▸ TASK TO COMPLETE
Please find all lines in the data that hold the string "grass" and copy them.

(Data entries)
□ □ □ □
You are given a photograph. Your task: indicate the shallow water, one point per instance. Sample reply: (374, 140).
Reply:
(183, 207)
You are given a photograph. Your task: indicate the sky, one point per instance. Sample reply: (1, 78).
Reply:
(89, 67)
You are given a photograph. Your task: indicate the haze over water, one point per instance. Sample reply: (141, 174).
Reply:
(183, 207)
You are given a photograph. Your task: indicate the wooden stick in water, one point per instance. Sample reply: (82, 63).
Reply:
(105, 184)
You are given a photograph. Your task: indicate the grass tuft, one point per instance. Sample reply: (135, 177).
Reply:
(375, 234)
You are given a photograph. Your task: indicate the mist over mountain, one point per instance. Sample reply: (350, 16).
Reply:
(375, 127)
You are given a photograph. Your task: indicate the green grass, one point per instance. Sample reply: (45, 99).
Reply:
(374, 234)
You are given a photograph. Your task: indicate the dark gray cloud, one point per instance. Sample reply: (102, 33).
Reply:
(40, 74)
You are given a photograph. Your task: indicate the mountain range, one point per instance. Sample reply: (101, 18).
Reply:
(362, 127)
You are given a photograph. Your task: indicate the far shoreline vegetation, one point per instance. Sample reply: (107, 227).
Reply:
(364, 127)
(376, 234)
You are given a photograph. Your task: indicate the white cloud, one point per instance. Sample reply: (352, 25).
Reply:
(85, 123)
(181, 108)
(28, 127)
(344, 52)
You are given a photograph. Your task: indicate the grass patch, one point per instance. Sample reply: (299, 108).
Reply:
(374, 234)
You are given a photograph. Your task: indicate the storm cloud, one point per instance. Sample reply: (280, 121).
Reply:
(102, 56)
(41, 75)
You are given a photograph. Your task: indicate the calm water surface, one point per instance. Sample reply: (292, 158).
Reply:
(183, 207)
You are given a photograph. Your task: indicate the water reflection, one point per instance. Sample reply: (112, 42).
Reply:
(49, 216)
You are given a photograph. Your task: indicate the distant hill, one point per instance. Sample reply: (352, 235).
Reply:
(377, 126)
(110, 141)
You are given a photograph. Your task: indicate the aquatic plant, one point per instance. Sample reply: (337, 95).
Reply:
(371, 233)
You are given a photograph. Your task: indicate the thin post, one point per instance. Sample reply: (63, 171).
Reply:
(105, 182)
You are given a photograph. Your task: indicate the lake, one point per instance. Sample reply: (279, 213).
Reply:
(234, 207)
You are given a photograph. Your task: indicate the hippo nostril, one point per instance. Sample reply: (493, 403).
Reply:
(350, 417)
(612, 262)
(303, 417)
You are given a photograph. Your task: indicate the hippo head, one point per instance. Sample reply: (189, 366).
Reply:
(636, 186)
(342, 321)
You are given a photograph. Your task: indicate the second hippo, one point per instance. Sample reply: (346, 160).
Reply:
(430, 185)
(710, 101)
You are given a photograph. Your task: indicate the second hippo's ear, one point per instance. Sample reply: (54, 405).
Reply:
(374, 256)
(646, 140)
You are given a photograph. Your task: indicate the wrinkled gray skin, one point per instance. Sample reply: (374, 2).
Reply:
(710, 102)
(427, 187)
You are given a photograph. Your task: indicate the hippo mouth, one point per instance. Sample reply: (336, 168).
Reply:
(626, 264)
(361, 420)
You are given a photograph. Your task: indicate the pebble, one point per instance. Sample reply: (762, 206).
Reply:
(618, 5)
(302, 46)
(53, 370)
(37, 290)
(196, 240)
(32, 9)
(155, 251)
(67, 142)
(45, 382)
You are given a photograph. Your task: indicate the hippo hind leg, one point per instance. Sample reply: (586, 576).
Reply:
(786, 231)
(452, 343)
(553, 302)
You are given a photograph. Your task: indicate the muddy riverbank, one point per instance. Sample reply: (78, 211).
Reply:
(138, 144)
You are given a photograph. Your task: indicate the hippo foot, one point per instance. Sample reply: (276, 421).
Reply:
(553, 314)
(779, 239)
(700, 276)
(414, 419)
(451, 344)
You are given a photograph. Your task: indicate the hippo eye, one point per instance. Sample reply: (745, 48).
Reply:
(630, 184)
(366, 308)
□ □ □ □
▸ OUTPUT
You are given a photograph. Your task: indicate the grass tuft, one point per instance. Sample reply: (135, 177).
You are given a photograph. Your task: indicate the green grass, one point per instance. Sample reply: (45, 99).
You are given a photograph. Your task: indicate the grass patch, one point per instance. Sample reply: (299, 108).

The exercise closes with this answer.